Mais de 51 mil “homicídios ocultos” deixaram de ser registrados desde 2012 nos sistemas do Ministério da Saúde, segundo Atlas da Violência

Perto da hora do almoço, o roçador Damião Pertile de Andrade, de 30 anos, tirou um intervalo do trabalho e saiu para comprar uma marmita nas proximidades. Ele caminhava pelas ruas da cidade de Pinhais, no Paraná, quando encontrou quatro policiais militares. Três horas depois, o corpo de Damião chegou ao Instituto Médico Legal (IML).

O laudo da médica-legista apontou que houve uma luta corporal entre a vítima e os agentes do estado. O documento ainda descreveu uma hemorragia externa intensa nos dois olhos, sangramento no nariz, escoriações nas mãos, punhos, ombro, cotovelo, joelho, pé, além de uma fratura na perna esquerda. A família alega que a vítima sofreu espancamento. O laudo, no entanto, foi inconclusivo. Onde deveria constar o motivo da morte, há apenas a informação “causa indeterminada”.

No Brasil, quando uma pessoa morre em um contexto de violência, como aconteceu com Damião, o corpo vai para IML. Lá, a família recebe uma declaração de óbito, documento que deveria mostrar a causa da morte, mas nem sempre é isso o que acontece. Algumas vezes, mesmo quando o contexto é testemunhado, o documento marca um contraditório “circunstância ignorada” ou “causa indeterminada”, o que faz com que o homicídio não seja contabilizado pelo Sistema de Informação sobre Mortalidade (SIM), do Ministério da Saúde.

Objetivo da atividade: Transcreva literalmente o trecho selecionado, entre "Perto da hora" e "Médico Legal (IML).", incluindo essas duas passagens.

Dados extraídos:
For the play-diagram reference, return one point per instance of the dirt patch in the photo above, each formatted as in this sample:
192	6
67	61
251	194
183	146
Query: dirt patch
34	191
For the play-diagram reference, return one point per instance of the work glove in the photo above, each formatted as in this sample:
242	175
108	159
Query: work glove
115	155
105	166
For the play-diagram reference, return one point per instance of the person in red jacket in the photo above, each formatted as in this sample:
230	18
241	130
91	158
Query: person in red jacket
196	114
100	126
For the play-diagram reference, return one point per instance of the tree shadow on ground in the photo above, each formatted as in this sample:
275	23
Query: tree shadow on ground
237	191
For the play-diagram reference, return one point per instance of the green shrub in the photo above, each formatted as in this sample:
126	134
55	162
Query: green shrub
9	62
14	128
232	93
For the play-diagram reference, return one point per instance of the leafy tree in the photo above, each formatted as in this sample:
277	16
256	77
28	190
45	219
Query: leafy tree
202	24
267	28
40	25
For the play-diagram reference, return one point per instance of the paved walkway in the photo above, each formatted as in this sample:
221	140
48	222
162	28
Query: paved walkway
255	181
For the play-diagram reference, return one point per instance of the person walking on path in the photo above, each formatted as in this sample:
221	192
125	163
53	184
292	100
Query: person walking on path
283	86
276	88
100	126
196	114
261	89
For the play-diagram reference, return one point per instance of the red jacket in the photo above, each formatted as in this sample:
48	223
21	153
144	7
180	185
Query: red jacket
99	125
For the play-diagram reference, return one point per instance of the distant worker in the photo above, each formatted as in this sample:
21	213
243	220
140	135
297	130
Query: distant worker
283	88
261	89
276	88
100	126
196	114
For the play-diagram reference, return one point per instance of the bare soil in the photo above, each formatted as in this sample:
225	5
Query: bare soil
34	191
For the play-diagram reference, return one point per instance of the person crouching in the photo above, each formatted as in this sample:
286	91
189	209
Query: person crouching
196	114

Resolução da atividade:
Perto da hora do almoço, o roçador Damião Pertile de Andrade, de 30 anos, tirou um intervalo do trabalho e saiu para comprar uma marmita nas proximidades. Ele caminhava pelas ruas da cidade de Pinhais, no Paraná, quando encontrou quatro policiais militares. Três horas depois, o corpo de Damião chegou ao Instituto Médico Legal (IML).